*Goal of the exercise*
Go through the records and count every line that holds "below". Only the number belongs in the reply.

Given entries START

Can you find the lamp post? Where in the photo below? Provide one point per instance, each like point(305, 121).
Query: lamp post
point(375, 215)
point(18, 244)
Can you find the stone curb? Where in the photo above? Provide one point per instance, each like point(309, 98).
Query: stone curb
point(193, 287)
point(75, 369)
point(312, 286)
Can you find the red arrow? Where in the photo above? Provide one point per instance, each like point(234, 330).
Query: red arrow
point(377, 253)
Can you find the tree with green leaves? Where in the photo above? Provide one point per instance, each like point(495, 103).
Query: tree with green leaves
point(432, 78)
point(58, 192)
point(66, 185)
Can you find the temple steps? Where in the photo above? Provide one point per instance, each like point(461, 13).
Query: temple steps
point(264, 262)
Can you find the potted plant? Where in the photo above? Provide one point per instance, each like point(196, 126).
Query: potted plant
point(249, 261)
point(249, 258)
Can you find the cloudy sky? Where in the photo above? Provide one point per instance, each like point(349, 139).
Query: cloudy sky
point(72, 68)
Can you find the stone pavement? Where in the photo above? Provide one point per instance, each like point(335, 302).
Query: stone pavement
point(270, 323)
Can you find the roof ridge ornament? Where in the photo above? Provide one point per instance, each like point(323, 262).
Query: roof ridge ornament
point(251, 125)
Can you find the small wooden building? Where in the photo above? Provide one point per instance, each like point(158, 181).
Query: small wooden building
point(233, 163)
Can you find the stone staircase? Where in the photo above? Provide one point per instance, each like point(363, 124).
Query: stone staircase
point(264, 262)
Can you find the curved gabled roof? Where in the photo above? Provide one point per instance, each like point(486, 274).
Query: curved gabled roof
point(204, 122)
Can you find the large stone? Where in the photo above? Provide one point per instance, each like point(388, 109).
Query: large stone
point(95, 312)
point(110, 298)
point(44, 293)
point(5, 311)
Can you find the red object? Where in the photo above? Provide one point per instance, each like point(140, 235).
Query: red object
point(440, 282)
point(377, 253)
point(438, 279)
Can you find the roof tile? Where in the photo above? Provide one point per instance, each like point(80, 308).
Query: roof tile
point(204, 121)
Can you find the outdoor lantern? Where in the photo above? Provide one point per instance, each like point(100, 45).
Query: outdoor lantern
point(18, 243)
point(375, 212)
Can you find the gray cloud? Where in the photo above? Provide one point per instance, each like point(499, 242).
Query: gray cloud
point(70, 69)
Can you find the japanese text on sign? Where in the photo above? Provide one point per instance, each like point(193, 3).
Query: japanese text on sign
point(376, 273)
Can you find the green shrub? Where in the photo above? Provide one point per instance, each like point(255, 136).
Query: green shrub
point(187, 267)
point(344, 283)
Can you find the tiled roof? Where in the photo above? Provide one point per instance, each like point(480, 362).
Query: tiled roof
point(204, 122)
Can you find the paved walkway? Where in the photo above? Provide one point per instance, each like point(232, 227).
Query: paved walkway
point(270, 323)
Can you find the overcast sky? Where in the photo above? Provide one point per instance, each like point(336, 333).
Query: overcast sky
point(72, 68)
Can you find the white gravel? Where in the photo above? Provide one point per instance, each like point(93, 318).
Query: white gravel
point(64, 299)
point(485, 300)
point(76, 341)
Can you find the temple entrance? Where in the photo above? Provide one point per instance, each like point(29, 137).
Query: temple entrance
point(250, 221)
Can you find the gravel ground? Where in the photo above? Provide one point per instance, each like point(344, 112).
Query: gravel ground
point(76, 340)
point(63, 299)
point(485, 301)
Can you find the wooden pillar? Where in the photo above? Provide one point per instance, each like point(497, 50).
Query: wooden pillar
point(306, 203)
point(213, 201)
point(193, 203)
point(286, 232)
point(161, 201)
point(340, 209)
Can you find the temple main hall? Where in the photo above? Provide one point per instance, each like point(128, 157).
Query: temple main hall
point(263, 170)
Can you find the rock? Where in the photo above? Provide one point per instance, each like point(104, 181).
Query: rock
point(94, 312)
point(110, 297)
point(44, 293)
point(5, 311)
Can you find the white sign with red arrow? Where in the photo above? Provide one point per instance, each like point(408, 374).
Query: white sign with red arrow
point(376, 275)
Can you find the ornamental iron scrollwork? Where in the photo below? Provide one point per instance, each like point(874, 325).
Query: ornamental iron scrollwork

Given entries END
Given entries START

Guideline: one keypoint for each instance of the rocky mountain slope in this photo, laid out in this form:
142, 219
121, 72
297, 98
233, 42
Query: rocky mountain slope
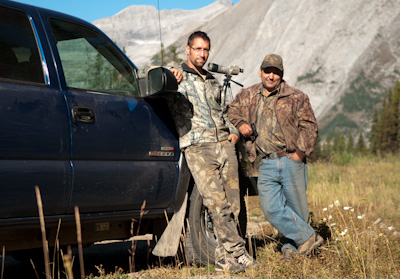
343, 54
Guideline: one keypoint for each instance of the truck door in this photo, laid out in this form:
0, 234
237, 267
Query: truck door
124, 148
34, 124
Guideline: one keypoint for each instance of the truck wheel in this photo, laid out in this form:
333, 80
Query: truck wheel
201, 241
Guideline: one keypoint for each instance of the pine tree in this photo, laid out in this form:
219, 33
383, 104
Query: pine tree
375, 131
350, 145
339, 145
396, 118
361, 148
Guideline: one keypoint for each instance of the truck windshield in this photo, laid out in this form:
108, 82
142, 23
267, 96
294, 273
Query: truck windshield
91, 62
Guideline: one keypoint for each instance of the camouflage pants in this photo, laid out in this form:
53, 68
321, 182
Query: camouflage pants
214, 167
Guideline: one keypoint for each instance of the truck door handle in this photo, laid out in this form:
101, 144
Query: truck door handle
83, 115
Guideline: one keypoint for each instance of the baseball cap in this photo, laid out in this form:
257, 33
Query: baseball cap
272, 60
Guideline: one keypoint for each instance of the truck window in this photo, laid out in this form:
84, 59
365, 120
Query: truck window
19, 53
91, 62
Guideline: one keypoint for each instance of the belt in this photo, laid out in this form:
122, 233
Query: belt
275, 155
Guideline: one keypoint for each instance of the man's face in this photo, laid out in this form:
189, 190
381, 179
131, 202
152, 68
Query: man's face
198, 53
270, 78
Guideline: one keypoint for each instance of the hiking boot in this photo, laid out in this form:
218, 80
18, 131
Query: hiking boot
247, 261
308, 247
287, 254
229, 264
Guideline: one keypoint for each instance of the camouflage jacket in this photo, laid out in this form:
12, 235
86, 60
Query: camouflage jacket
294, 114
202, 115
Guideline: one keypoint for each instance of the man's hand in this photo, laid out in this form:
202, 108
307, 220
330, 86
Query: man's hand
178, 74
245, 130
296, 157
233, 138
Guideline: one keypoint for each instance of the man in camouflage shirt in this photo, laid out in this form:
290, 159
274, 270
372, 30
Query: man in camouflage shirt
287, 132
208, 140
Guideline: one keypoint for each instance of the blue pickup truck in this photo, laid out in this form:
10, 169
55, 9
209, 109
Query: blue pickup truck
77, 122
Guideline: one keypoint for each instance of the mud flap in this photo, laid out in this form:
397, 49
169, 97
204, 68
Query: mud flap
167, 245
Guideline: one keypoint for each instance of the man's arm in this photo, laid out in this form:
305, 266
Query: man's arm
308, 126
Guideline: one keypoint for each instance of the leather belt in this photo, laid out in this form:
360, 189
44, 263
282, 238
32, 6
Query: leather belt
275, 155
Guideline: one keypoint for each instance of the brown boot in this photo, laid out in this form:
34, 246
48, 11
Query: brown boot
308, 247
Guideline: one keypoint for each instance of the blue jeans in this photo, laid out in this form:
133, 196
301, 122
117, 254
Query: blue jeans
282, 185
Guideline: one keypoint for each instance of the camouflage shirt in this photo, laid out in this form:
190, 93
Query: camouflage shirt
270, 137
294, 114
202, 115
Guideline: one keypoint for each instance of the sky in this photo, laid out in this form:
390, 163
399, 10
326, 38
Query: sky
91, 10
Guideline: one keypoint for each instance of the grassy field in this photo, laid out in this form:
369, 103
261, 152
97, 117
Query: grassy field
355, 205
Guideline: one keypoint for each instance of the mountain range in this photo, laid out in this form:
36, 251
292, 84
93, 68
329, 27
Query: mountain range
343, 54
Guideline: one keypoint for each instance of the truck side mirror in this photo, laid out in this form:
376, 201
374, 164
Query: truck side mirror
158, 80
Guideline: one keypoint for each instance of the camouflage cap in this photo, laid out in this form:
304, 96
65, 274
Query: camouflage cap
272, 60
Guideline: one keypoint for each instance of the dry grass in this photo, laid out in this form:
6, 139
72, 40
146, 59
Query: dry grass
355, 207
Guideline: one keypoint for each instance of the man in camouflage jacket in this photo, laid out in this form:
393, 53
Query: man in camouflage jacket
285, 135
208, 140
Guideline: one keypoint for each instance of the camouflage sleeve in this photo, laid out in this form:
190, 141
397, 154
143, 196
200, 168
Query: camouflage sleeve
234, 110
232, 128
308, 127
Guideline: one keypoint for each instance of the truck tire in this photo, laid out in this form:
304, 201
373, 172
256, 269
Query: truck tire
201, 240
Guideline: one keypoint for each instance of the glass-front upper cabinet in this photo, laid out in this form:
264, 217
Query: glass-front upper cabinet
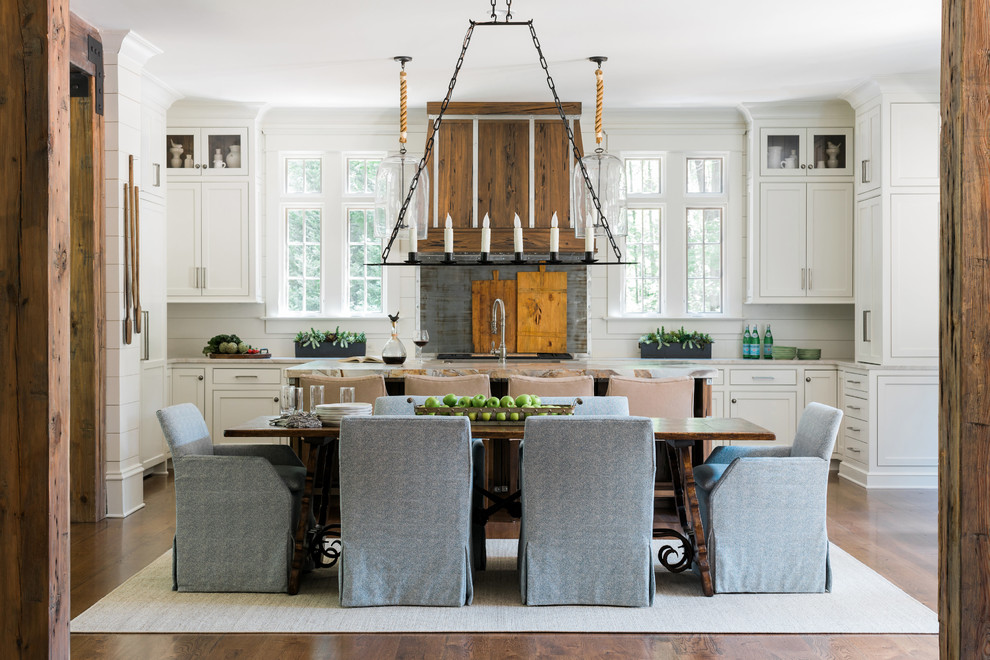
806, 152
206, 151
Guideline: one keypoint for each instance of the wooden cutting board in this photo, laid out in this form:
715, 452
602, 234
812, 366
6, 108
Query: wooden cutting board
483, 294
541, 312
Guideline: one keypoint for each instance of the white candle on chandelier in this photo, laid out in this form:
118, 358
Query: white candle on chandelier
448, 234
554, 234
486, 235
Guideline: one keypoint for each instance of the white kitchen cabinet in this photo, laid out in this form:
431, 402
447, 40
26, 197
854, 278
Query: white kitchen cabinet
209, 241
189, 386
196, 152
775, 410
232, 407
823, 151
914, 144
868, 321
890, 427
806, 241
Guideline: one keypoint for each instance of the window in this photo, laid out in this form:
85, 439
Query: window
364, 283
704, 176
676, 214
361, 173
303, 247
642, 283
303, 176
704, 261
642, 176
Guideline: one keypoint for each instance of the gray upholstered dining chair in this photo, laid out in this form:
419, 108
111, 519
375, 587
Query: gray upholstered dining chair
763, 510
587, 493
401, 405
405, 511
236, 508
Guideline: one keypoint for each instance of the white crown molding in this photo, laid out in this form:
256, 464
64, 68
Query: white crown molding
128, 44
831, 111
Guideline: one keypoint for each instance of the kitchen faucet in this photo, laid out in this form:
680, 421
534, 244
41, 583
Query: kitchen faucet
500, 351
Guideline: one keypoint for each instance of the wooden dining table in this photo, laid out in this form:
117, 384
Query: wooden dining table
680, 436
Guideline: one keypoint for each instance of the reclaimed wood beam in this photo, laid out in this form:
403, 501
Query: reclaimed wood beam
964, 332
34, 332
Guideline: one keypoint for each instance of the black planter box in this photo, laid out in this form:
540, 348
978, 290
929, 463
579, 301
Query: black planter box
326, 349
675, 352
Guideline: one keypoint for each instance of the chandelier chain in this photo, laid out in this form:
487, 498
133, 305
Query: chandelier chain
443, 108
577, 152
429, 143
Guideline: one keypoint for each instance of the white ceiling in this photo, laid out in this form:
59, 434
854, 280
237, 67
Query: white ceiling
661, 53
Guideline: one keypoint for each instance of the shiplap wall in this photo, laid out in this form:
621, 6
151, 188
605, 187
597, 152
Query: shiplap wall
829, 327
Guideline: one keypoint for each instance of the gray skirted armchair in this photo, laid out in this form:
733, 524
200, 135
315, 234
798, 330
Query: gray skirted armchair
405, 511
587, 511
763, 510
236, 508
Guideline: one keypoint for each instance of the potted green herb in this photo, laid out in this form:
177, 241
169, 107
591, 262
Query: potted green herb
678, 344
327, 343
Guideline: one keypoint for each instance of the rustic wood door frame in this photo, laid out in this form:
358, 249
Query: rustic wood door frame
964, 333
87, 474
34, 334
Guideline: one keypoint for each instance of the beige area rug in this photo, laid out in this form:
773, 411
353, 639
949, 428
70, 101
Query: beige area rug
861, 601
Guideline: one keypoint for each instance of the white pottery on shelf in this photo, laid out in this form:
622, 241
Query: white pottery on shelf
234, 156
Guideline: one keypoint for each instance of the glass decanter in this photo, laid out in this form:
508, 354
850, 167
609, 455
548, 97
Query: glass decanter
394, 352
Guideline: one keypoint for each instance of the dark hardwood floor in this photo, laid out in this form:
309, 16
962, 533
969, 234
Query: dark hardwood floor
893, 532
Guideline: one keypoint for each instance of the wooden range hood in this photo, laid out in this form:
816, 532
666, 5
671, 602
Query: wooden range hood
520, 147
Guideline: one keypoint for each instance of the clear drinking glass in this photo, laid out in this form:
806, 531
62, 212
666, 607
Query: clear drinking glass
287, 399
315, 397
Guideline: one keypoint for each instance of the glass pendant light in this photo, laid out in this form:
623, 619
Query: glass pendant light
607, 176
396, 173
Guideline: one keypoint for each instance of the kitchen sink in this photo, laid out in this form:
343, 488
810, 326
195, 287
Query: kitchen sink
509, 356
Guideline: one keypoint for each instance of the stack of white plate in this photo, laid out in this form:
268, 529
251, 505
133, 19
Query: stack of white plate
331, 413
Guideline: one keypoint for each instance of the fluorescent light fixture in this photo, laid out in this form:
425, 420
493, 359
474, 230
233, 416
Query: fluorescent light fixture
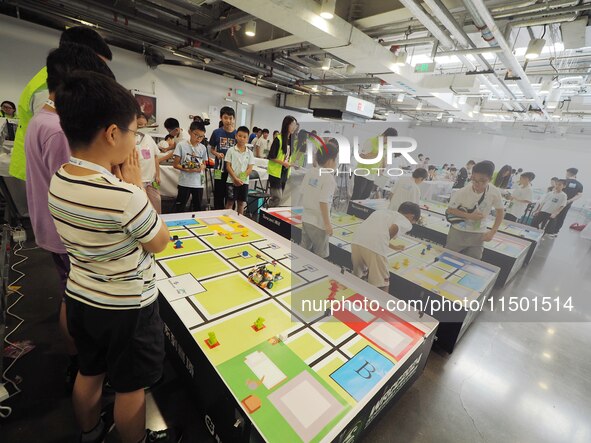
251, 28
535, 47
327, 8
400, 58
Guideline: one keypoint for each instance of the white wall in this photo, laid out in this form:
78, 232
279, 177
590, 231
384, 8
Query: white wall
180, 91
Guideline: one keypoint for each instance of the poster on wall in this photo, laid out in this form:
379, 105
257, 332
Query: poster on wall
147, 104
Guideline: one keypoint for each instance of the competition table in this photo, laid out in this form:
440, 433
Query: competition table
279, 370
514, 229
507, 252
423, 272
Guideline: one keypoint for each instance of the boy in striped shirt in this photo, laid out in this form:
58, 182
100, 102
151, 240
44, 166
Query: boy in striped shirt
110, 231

Given entries END
Given entries START

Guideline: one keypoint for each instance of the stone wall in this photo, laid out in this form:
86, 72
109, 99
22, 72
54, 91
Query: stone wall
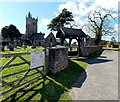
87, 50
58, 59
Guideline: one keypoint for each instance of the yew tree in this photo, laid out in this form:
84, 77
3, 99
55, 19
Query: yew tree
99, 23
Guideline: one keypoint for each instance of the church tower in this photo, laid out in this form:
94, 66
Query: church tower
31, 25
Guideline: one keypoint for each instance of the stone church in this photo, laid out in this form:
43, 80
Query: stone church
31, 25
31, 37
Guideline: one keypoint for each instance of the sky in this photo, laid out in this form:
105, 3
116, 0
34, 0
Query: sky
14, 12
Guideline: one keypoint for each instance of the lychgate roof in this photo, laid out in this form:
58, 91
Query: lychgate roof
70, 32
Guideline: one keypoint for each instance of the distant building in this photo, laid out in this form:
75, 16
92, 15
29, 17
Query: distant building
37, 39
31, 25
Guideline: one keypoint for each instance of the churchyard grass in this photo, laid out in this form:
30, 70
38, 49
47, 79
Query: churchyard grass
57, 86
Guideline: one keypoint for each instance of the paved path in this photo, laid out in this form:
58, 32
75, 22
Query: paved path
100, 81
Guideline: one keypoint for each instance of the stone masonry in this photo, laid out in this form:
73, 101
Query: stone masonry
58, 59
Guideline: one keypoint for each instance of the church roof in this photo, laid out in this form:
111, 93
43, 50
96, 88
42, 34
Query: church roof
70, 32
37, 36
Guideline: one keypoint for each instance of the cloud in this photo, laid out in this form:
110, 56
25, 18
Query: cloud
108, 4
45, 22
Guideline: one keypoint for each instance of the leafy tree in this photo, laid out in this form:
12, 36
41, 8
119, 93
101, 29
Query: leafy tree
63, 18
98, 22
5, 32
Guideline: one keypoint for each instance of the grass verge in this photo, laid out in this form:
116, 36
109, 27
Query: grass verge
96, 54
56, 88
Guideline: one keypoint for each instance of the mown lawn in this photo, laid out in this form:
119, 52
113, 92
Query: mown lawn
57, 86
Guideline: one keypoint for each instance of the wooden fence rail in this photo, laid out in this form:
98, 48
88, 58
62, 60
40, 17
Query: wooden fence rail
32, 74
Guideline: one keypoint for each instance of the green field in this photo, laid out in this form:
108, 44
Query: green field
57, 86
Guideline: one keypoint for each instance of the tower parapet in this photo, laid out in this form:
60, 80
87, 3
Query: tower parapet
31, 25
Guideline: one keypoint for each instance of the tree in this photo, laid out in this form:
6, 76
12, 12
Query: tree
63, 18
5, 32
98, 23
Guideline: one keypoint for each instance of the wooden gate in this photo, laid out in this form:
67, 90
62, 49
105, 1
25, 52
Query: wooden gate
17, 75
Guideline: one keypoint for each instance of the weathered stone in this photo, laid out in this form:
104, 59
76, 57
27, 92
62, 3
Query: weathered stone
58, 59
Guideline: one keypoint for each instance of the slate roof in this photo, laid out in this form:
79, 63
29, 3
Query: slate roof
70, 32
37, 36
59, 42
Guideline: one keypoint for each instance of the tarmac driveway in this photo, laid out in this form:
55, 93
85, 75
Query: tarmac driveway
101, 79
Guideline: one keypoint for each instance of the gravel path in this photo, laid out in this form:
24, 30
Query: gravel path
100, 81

Given entries END

*Written reply*
2